Data extracted from a collection:
***
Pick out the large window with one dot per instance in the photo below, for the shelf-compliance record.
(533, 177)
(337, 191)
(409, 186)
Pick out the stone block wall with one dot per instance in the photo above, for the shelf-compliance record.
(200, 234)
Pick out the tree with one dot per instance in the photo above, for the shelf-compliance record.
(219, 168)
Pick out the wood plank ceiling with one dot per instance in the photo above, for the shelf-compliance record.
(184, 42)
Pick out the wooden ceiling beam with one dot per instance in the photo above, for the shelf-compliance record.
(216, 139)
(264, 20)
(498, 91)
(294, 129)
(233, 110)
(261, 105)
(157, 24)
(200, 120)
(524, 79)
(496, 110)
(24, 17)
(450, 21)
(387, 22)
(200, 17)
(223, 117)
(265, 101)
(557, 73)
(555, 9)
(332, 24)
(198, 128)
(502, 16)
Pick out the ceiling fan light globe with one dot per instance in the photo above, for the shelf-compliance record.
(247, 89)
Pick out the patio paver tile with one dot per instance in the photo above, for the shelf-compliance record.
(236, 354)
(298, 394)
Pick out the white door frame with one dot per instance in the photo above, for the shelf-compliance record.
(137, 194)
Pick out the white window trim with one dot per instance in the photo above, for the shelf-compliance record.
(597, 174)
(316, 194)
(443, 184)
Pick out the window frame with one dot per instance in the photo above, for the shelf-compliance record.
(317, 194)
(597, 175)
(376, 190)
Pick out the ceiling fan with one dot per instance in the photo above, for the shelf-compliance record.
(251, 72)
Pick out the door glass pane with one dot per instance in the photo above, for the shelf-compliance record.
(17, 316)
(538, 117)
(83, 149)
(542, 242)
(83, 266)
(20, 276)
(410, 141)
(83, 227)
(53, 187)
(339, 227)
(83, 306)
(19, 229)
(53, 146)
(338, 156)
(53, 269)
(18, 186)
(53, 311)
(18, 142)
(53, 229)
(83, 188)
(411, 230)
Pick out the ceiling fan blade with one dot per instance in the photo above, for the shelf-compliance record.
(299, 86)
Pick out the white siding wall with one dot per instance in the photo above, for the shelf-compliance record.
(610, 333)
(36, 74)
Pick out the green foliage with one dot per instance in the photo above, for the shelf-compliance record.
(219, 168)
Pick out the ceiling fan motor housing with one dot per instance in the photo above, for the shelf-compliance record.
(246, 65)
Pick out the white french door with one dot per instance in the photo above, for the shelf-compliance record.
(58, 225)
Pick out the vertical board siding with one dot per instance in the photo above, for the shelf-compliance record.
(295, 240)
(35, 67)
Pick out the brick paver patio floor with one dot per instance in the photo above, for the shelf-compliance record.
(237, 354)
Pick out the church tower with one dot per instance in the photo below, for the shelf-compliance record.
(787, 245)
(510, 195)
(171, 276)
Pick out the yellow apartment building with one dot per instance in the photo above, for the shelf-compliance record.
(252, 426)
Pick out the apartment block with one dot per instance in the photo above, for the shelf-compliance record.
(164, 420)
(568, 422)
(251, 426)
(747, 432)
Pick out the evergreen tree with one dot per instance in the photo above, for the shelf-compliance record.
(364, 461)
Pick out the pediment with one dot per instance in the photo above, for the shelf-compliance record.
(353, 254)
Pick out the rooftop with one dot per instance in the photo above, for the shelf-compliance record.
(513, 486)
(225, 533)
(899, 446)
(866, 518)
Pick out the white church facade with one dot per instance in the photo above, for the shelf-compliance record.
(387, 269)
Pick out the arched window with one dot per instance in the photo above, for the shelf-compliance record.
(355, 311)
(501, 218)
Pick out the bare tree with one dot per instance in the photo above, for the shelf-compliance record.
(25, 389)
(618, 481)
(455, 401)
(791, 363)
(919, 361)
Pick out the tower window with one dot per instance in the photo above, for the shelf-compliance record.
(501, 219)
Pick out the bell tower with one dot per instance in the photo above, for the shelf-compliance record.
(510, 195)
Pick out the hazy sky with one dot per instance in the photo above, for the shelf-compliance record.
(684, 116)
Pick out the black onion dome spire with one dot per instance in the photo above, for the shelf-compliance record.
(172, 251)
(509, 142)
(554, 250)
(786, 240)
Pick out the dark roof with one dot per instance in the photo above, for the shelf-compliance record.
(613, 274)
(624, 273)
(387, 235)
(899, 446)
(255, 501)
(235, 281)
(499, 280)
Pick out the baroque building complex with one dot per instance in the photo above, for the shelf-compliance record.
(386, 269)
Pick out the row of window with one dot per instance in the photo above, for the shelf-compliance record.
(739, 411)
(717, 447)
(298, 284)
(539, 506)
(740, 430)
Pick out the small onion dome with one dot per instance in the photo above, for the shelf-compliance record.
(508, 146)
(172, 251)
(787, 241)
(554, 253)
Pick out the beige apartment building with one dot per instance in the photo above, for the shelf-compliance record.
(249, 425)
***
Problem to solve » Set down the lines from the one with "Pick out the rooftop" through the end of the data above. Keep each exactly as written and add no other line.

Result of this exercise »
Pick out the rooftop with one dot per instance in the photo above, for the shelf-compliance record.
(513, 486)
(225, 533)
(899, 446)
(866, 518)
Pick out the white church facade with one dot per instance in the photo above, for the shelf-compliance record.
(387, 269)
Pick out the arched window with one dot per instance in the photo above, for the shelf-compliance record.
(355, 311)
(501, 218)
Pick out the bare tree with one dot per instance in the photo above, for the shelf-compliance record.
(25, 389)
(618, 481)
(455, 401)
(791, 363)
(919, 361)
Pick out the tower window with one dot per instance in the photo above, for the shelf-compliance record.
(501, 219)
Pick out the bell tower with one dot per instance in the photo above, for the shelf-compliance record.
(510, 195)
Pick out the hazy sky with one dot per instance in the photo above, for the shelf-compliance record.
(684, 116)
Pick out the black onion dome spire with one dot per instance in the photo above, for the shelf-compliance record.
(172, 251)
(509, 142)
(554, 250)
(786, 240)
Pick out the dark roof with one dot per instance in the photo above, for the shelf-compliance record.
(613, 274)
(624, 273)
(387, 235)
(899, 446)
(255, 501)
(235, 281)
(499, 280)
Pick out the baroque building complex with one dot per instance in the photo above, for the shelf-compliance record.
(386, 269)
Pick out the row of window with one dot per instance in the photo above, for the shelf-compliance record.
(739, 411)
(717, 447)
(298, 284)
(539, 506)
(740, 430)
Pick out the small onion dome with one dot per instance in the photo above, for the shelf-compliance record.
(508, 146)
(172, 251)
(787, 241)
(554, 253)
Pick out the beige apartment building with one dot per instance in the photo above, for the shelf-compliance record.
(249, 425)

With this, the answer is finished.